- [Задание]:
Соответствуют ли отрывку о Тесее утверждения (а), (б) и (в)? Ответьте «да» или «нет» и приведите решающие слова отрывка дословно.
(а) По Симониду, Эгей дал кормчему пурпурный парус.
(б) По Филохору, судно вел Ферекл, сын Амарсиада.
(в) В то время афиняне уже занимались мореплаванием.

*** Исходный отрывок

Прежде у отправлявшихся не оставалось никакой надежды на спасение, поэтому на корабле был черный парус в знак неминуемого несчастья. Однако на этот раз Тесей ободрял отца гордыми уверениями, что одолеет Минотавра, и Эгей дал кормчему еще один парус, белый, и велел поднять его на обратном пути, если Тесей уцелеет, если же нет — плыть под черным, возвещая о беде. Симонид пишет, что Эгей дал не белый, а «пурпурный парус, окрашенный соком цветов ветвистого дуба», и это должно было знаменовать спасение. Вел судно Ферекл, сын Амарсиада, как сообщает Симонид. Но по словам Филохора, Тесей взял у Скира с Соломина кормчего Навсифоя и помощника кормчего Феака, поскольку афиняне тогда еще не занимались мореплаванием, а в числе подростков находился Менест, внук Скира. В пользу этого свидетельствуют святилища героев Навсифоя и Феака, воздвигнутые Тесеем в Фанерах подле храма Скира; в их же честь, заключает Филохор, справляется и праздник Кибернесии.

******
*** Набор записей

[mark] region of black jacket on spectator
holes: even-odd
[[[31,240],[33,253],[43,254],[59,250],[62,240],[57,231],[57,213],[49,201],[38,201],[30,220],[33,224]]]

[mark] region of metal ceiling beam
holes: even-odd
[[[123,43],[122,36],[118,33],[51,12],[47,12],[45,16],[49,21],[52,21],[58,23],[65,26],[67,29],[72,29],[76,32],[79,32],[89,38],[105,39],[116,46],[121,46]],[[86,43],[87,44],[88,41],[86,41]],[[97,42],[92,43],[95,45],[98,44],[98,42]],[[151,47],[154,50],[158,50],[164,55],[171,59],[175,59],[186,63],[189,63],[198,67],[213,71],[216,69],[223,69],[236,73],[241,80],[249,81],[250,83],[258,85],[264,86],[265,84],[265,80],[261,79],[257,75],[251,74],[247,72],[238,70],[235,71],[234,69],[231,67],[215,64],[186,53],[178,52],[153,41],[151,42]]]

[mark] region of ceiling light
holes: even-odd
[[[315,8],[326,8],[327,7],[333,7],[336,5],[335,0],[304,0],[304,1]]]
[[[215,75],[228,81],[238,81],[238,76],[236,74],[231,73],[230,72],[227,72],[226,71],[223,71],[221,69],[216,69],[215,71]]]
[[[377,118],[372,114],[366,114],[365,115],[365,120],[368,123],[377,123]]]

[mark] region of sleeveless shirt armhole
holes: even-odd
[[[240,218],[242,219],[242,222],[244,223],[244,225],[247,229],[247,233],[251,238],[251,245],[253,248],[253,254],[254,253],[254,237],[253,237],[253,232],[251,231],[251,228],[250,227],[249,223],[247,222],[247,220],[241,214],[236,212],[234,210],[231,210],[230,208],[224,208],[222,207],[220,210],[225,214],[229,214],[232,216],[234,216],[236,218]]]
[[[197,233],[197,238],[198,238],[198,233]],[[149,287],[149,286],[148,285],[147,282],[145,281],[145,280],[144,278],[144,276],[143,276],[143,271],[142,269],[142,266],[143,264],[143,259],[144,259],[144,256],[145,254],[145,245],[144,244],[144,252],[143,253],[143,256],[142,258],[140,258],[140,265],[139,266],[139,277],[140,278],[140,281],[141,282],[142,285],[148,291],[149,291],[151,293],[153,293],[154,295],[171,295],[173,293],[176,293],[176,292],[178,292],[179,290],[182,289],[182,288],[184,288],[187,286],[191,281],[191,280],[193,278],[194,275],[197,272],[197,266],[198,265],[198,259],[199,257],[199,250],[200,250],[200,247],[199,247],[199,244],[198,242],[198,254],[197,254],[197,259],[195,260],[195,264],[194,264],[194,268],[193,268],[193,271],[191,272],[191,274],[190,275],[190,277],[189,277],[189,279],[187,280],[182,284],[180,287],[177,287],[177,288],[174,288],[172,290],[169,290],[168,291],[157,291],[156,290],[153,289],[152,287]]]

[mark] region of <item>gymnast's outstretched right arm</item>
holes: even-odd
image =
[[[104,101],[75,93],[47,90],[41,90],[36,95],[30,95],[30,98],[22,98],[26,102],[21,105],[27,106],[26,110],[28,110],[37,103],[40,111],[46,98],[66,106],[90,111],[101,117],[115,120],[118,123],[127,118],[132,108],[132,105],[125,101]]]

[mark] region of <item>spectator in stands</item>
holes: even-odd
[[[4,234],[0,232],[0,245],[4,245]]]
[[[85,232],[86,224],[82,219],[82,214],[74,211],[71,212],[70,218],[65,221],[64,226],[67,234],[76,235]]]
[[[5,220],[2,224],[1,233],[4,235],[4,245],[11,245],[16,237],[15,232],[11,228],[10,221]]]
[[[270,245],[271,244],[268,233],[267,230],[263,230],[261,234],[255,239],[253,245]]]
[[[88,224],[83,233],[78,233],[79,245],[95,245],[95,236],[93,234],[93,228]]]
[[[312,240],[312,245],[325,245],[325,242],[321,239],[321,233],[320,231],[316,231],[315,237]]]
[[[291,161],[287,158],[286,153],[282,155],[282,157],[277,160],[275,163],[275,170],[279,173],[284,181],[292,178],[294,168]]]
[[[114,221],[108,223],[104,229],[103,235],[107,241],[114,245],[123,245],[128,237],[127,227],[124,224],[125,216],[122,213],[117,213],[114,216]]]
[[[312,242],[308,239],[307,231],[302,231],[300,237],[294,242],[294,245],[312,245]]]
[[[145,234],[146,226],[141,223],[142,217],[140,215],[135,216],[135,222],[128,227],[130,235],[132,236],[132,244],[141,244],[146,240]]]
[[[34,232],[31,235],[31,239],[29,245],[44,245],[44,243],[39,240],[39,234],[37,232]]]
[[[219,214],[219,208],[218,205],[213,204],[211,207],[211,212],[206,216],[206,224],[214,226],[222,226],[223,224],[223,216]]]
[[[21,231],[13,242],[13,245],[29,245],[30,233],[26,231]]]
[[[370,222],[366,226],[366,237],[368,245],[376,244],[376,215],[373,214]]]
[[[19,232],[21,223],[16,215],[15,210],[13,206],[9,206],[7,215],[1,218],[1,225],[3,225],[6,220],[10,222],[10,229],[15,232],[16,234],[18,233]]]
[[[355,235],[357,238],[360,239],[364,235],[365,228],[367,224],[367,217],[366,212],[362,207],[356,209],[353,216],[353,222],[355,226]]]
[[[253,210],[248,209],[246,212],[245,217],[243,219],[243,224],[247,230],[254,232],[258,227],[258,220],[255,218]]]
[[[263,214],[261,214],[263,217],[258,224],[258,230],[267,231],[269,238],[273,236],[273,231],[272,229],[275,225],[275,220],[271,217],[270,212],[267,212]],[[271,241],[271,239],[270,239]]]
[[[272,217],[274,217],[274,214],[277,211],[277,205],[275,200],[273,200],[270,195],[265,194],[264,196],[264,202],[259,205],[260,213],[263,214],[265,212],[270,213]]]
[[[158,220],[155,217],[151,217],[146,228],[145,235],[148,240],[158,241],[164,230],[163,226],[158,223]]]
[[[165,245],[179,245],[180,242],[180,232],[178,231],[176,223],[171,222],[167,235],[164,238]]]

******

- [Ответ]:
(а) Да: «пурпурный парус, окрашенный соком цветов ветвистого дуба».
(б) Нет: о Ферекле «сообщает Симонид», а по Филохору, Тесей взял «кормчего Навсифоя и помощника кормчего Феака».
(в) Нет: «афиняне тогда еще не занимались мореплаванием».